SOAL LATIHAN A.
Ketik ulang seluruh teks bacaan berikut tanpa mengubah apa pun.

- - - - -

Mungkin bukan hanya saya -- yang
merasa kesal dan kurang nyaman -- ketika (pengguna) media sosial seperti
berlomba, memunculkan foto-foto perempuan berwajah cantik dari berbagai
profesi, beberapa waktu silam. Mulai dari polisi cantik, penjaga tol cantik,
lurah cantik, satpol PP cantik, sopir bis cantik, petugas pom bensin cantik,
penjual nasi cantik, tukang sapu jalan cantik, sampai tukang tambal ban cantik.
Tak cuma itu, media online pun ikut-ikutan 'berburu' yang serba cantik, dan
memberitakan (hampir) setiap hari.
Kalau saya merasa kesal, dan juga
tidak nyaman, tentu bukan karena 'tidak normal' --ataupun munafik -- karena
tidak suka melihat foto perempuan cantik. Tetapi, alasan saya, kejadian dan
aktivitas tersebut, dilihat dari segi kehidupan sosial, sangat tidak beretika.
Karena, tidak menempatkan perempuan pada 'proporsi' yang sebenarnya. Maksudnya,
tujuan penyebaran foto tersebut, lebih pada menempatkan perempuan sebagai
'obyek' yang hanya dinikmati sebagai kesenangan, sebagai pemuas indera
penglihatan semata.

- - - - -

SOAL LATIHAN B.
Dalam catatan, ganti "scattered oats" dengan "spilled oats" pada baris yang memuat "Exercise. Mark the scattered" hingga baris yang memuat "pixel 801 1038", termasuk kedua baris itu. Tuliskan kembali baris-baris tersebut saja, dengan bagian lain tetap sama.

- - - - -

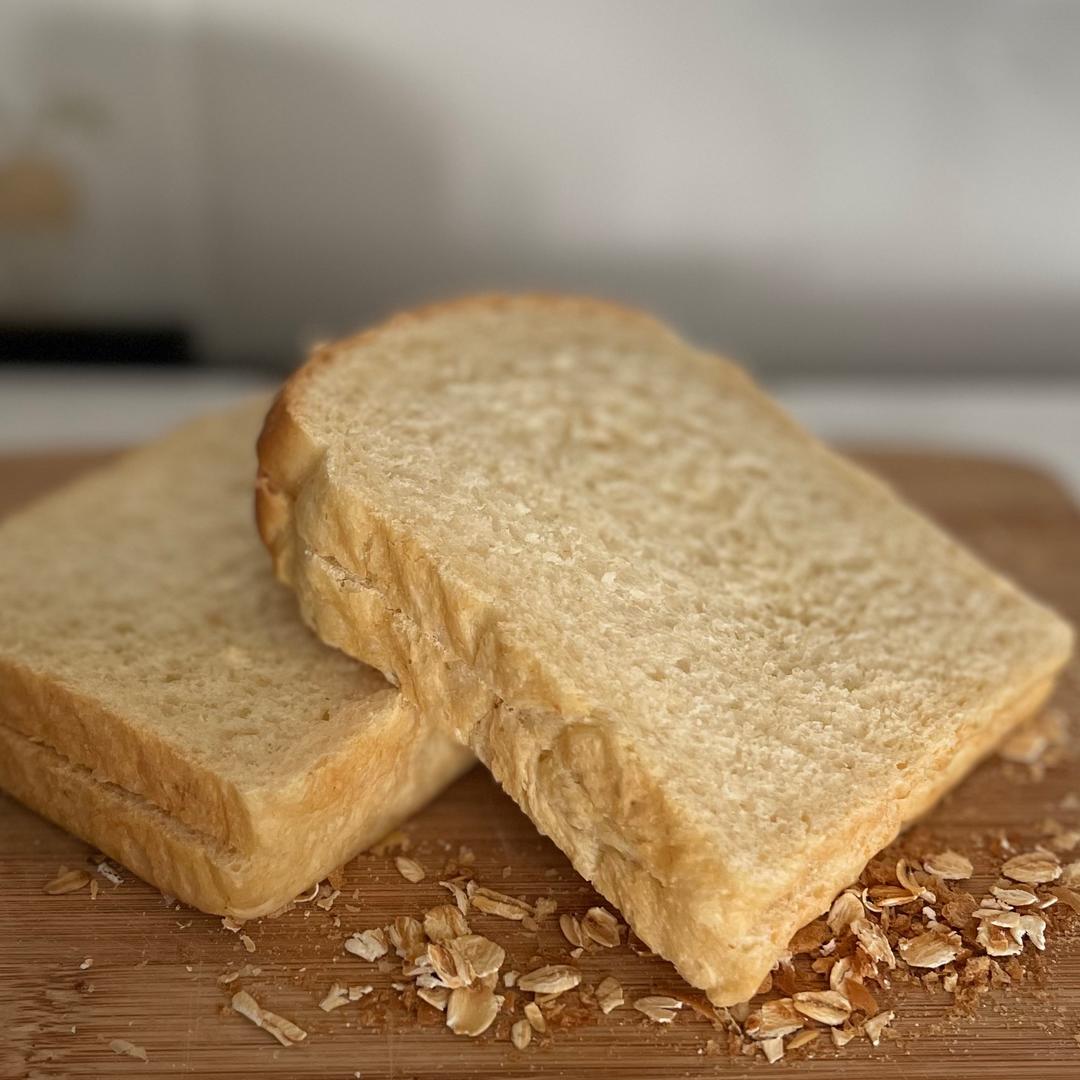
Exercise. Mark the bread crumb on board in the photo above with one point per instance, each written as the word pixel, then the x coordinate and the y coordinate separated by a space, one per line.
pixel 129 1049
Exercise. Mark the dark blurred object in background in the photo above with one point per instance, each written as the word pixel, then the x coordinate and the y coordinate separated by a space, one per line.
pixel 815 187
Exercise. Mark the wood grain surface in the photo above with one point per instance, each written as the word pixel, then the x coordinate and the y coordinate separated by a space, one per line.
pixel 153 979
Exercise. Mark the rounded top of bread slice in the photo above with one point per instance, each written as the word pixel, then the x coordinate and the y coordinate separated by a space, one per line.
pixel 610 527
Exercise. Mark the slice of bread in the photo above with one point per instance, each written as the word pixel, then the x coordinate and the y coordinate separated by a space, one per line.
pixel 160 697
pixel 716 662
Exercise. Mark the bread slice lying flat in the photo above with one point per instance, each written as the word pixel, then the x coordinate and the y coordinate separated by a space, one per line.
pixel 717 663
pixel 160 697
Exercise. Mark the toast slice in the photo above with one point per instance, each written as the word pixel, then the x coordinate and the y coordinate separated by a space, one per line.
pixel 160 697
pixel 717 663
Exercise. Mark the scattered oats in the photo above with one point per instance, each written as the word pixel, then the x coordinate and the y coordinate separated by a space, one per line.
pixel 444 922
pixel 609 995
pixel 773 1049
pixel 659 1008
pixel 1066 895
pixel 838 973
pixel 771 1018
pixel 67 881
pixel 996 941
pixel 1025 745
pixel 543 907
pixel 392 841
pixel 409 868
pixel 460 896
pixel 129 1049
pixel 571 930
pixel 948 865
pixel 326 902
pixel 1036 867
pixel 406 935
pixel 498 903
pixel 109 873
pixel 521 1034
pixel 997 918
pixel 859 996
pixel 826 1007
pixel 931 949
pixel 536 1017
pixel 471 1010
pixel 846 908
pixel 554 979
pixel 874 942
pixel 284 1030
pixel 1035 928
pixel 336 997
pixel 1013 896
pixel 449 966
pixel 801 1038
pixel 367 944
pixel 1065 840
pixel 435 996
pixel 877 1024
pixel 602 927
pixel 481 954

- - - - -

JAWABAN LATIHAN A.
Mungkin bukan hanya saya -- yang
merasa kesal dan kurang nyaman -- ketika (pengguna) media sosial seperti
berlomba, memunculkan foto-foto perempuan berwajah cantik dari berbagai
profesi, beberapa waktu silam. Mulai dari polisi cantik, penjaga tol cantik,
lurah cantik, satpol PP cantik, sopir bis cantik, petugas pom bensin cantik,
penjual nasi cantik, tukang sapu jalan cantik, sampai tukang tambal ban cantik.
Tak cuma itu, media online pun ikut-ikutan 'berburu' yang serba cantik, dan
memberitakan (hampir) setiap hari.
Kalau saya merasa kesal, dan juga
tidak nyaman, tentu bukan karena 'tidak normal' --ataupun munafik -- karena
tidak suka melihat foto perempuan cantik. Tetapi, alasan saya, kejadian dan
aktivitas tersebut, dilihat dari segi kehidupan sosial, sangat tidak beretika.
Karena, tidak menempatkan perempuan pada 'proporsi' yang sebenarnya. Maksudnya,
tujuan penyebaran foto tersebut, lebih pada menempatkan perempuan sebagai
'obyek' yang hanya dinikmati sebagai kesenangan, sebagai pemuas indera
penglihatan semata.

JAWABAN LATIHAN B.
Exercise. Mark the spilled oats in the photo above with one point per instance, each written as the word pixel, then the x coordinate and the y coordinate separated by a space, one per line.
pixel 444 922
pixel 609 995
pixel 773 1049
pixel 659 1008
pixel 1066 895
pixel 838 973
pixel 771 1018
pixel 67 881
pixel 996 941
pixel 1025 745
pixel 543 907
pixel 392 841
pixel 409 868
pixel 460 896
pixel 129 1049
pixel 571 930
pixel 948 865
pixel 326 902
pixel 1036 867
pixel 406 935
pixel 498 903
pixel 109 873
pixel 521 1034
pixel 997 918
pixel 859 996
pixel 826 1007
pixel 931 949
pixel 536 1017
pixel 471 1010
pixel 846 908
pixel 554 979
pixel 874 942
pixel 284 1030
pixel 1035 928
pixel 336 997
pixel 1013 896
pixel 449 966
pixel 801 1038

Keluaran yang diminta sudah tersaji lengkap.